Entries supplied —
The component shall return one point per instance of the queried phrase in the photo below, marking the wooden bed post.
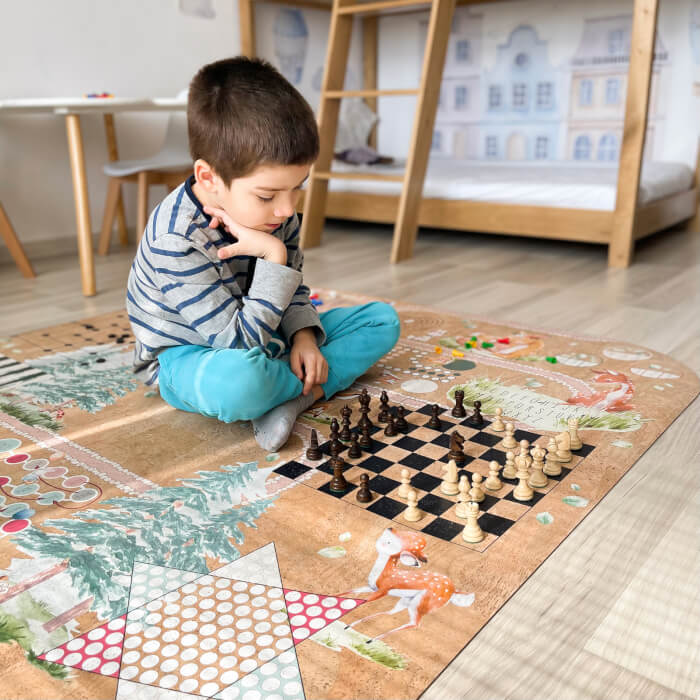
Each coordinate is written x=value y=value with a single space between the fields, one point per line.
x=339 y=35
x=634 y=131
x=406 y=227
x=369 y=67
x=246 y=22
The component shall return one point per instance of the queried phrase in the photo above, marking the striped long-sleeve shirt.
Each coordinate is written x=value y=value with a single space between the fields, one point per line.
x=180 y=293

What the exercise asks — Rewrite the whole listing with every "component" changed to "tool" and nothing else altered. Leave the pictures out.

Solution below —
The tool shall return one point per instance of the queried phrase in the photo below, marking the wooden bed post.
Each coordinate is written x=value y=value with a single space between the fields, one point per line.
x=339 y=35
x=634 y=131
x=406 y=227
x=369 y=67
x=246 y=22
The tool shall return one point per instance of the queried phrase in the photo above, marking the striped long-sleeve shirt.
Each coordinate is written x=value y=value with a single space between the fields, one point per line.
x=180 y=293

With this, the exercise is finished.